***** Data for processing *****

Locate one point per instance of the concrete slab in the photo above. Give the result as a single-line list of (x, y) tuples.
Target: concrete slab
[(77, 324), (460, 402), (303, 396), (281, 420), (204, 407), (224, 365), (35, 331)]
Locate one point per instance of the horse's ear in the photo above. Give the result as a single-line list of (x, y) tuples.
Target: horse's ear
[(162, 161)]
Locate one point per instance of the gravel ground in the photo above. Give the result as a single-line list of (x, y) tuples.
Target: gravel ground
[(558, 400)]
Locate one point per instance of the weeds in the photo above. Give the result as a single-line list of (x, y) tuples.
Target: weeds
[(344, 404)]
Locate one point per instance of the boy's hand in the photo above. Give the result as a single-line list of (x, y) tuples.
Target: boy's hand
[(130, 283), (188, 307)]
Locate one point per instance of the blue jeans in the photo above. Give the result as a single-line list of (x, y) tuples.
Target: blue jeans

*****

Take the entries above and transcribe them in full.

-- Answer section --
Locate one point per instance of the concrete slab in the photo above. Give the result as a single-line list of (x, y) tuples.
Target: concrete slab
[(77, 324), (460, 402), (303, 396), (281, 420), (204, 407), (224, 365), (35, 331)]
Locate one point per instance of the horse's ear in the photo above. Give the result as a single-line list of (x, y) tuples.
Target: horse's ear
[(162, 161)]
Locate one point per instance of the gravel ground in the photo above. Give the result as a single-line list of (x, y) tuples.
Target: gravel ground
[(558, 400)]
Locate one point per instance of the weeds in the photo above. Give the result as a single-line list of (x, y) tuples.
Target: weeds
[(344, 404)]
Locate one point per instance of the boy's hand in the photo above. Give the result as a single-line list of (x, y) tuples.
Target: boy's hand
[(130, 283), (188, 307)]
Locate one point per instance of the blue jeans in the photo above. Give the result as a single-line list of (x, y) tuples.
Target: blue jeans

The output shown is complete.